## [RECORDS]
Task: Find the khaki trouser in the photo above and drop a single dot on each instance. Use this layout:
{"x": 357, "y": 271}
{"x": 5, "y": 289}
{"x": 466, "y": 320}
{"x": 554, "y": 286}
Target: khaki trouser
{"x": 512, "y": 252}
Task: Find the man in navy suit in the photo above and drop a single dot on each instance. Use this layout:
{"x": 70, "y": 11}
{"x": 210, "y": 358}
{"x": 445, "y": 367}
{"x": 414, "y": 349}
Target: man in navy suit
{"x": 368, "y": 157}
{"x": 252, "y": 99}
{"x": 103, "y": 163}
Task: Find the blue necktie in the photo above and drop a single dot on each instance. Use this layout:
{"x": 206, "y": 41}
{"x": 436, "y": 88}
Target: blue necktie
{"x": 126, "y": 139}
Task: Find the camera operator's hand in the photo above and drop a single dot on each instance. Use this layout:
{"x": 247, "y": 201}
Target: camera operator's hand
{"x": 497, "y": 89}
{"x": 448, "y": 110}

## [WHAT IS EXPECTED]
Go through the material above and count the lines that contain "Find"; answer with the number alone.

## [EXERCISE SOLUTION]
4